### TASK MATERIAL
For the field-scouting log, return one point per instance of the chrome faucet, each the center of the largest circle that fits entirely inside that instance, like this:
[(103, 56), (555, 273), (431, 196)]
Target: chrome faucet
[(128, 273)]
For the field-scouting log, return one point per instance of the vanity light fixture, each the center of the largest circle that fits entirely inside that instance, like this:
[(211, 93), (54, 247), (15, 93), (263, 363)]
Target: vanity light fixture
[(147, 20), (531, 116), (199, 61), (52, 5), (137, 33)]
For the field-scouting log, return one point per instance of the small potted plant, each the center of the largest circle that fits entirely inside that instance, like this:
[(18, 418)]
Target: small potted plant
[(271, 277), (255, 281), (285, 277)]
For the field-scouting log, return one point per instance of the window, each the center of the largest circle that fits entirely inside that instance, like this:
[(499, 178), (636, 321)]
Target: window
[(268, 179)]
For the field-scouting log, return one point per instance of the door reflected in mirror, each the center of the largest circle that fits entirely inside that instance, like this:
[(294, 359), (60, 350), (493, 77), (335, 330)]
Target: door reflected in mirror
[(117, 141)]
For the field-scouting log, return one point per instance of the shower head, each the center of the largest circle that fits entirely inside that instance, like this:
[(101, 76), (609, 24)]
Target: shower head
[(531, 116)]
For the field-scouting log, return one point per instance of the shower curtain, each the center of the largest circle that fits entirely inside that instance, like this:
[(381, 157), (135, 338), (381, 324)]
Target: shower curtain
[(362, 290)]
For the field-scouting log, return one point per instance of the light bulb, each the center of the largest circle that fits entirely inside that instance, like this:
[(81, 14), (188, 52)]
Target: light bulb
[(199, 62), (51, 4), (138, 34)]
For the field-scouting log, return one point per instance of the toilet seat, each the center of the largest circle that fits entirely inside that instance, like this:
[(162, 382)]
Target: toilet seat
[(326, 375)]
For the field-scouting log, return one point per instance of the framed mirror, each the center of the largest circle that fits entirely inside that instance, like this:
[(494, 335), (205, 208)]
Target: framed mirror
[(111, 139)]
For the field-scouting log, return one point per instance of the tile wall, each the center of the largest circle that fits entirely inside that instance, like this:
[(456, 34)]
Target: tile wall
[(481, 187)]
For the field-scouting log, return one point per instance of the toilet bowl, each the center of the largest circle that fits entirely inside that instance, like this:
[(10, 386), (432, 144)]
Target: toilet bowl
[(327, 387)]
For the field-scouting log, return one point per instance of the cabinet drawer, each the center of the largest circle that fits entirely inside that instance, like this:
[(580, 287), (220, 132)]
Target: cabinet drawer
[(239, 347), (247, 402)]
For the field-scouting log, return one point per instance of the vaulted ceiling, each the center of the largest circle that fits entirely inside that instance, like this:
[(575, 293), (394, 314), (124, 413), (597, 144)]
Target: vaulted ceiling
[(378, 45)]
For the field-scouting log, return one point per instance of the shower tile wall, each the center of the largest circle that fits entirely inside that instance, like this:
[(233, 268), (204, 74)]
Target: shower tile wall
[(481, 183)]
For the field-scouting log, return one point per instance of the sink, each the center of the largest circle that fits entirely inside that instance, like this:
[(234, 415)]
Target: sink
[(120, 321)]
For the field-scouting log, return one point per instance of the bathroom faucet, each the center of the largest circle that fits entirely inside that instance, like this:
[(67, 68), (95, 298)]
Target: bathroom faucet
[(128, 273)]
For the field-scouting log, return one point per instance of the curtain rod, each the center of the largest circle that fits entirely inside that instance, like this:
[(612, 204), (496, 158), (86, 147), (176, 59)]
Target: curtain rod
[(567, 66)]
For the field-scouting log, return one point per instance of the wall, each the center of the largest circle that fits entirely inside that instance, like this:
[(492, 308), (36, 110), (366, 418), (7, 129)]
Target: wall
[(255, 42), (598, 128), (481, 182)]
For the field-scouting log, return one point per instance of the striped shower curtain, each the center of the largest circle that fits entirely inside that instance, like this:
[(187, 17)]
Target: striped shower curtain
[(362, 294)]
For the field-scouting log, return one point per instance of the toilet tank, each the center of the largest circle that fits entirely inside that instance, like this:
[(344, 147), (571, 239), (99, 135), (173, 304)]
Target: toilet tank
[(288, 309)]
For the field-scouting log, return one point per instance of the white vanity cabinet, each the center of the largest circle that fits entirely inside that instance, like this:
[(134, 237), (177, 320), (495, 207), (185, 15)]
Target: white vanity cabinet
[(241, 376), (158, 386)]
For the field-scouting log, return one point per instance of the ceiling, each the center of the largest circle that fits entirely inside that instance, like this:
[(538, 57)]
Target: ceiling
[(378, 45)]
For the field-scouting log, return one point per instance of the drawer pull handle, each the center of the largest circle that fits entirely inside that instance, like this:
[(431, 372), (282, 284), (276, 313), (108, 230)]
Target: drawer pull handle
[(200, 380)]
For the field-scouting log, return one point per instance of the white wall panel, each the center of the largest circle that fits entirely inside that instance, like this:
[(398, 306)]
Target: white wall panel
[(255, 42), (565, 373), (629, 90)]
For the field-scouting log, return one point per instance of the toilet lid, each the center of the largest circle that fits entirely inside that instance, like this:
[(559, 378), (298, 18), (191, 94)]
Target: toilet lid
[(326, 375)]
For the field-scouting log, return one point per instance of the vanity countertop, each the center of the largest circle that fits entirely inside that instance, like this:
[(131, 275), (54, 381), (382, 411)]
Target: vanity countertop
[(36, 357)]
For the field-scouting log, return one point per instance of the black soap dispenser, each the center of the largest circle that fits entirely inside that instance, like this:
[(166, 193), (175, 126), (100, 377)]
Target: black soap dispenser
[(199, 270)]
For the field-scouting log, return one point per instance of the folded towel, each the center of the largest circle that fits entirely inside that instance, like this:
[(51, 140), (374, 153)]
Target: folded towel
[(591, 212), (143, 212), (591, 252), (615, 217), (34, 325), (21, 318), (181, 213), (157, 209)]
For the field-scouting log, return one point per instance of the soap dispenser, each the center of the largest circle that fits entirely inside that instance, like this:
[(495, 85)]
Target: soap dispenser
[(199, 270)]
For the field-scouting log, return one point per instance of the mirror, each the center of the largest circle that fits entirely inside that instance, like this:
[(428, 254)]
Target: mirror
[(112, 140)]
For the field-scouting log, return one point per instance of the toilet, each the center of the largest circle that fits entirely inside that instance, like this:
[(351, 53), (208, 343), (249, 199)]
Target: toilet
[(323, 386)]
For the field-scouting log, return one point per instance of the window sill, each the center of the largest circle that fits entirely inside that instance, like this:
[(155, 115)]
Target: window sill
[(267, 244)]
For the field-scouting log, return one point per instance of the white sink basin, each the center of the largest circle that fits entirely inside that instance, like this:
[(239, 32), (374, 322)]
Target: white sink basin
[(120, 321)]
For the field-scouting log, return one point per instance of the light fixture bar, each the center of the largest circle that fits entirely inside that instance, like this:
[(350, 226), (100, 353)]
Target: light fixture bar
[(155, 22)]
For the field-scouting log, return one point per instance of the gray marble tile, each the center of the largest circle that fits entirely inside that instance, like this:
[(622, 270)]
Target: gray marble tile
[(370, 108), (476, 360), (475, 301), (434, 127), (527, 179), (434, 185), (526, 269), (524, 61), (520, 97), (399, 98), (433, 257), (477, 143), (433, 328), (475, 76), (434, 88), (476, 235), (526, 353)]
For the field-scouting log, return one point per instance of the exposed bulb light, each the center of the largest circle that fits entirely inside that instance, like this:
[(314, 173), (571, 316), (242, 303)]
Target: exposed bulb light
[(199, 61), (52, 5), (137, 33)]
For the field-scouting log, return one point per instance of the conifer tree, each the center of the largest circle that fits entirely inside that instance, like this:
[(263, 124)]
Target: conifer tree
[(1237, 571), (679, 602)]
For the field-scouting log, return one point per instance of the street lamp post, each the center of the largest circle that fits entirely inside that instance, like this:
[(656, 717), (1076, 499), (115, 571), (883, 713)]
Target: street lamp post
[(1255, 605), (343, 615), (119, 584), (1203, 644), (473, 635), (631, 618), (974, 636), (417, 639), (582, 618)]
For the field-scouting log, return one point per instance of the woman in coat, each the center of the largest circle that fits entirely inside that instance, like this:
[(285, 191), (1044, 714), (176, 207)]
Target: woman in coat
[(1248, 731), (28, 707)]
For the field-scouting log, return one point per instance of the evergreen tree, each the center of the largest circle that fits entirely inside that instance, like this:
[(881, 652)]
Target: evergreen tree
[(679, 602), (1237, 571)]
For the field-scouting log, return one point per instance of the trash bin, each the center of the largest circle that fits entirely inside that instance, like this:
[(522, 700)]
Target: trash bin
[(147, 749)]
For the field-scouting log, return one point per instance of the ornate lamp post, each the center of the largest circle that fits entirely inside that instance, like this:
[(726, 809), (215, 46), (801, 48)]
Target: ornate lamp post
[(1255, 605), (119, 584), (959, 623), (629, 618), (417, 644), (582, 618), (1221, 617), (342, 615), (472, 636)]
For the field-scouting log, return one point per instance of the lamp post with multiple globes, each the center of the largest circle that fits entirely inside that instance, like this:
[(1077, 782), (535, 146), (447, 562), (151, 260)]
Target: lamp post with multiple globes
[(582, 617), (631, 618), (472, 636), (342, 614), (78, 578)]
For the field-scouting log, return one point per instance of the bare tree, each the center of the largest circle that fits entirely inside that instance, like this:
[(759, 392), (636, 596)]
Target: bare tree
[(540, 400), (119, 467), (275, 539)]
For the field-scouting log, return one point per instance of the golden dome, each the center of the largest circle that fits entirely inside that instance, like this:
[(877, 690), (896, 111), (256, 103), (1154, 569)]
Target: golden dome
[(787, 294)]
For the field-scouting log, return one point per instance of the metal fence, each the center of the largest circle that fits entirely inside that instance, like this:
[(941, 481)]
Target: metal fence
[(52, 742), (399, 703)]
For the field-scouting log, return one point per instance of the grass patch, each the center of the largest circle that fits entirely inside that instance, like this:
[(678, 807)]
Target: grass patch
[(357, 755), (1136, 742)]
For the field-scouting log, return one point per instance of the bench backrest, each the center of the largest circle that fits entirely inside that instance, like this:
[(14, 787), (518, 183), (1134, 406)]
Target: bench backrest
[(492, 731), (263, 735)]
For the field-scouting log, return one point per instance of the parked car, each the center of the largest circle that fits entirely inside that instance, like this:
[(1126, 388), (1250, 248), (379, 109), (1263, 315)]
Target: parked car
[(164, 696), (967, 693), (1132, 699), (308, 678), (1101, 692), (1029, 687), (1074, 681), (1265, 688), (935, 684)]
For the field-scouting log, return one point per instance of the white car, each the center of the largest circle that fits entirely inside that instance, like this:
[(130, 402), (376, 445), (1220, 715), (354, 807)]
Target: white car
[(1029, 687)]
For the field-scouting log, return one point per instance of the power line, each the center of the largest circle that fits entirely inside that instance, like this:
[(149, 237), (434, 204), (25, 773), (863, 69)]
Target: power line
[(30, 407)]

### EXERCISE REQUIREMENTS
Starting at the line that has "[(398, 306)]" and ending at the line that has "[(51, 140), (374, 153)]", please write out the lines above exactly, leaving out all others.

### ANSWER
[(398, 306)]
Target: white wall panel
[(255, 42), (565, 373), (629, 90)]
For the field-scouting log, return one point per instance of the toilet lid, each the center of the largest circle that fits entirely inside that instance, like this:
[(559, 378), (298, 18), (191, 94)]
Target: toilet lid
[(326, 375)]
For the field-scouting log, return one point per instance of the vanity countertop, each the center of the largest circle that fits entirely inside that instance, like this:
[(131, 275), (54, 381), (382, 411)]
Target: vanity countertop
[(36, 357)]
For the field-scouting log, return one point per instance of the black soap dispenser, each the center of the largest circle that fits entirely inside that instance, like this:
[(166, 193), (175, 126), (100, 377)]
Target: black soap dispenser
[(199, 270)]
For the field-scouting log, return one point per instance of the folded towel, each the center of the largest circle that fits entirely inside that instance, like this:
[(51, 140), (374, 153)]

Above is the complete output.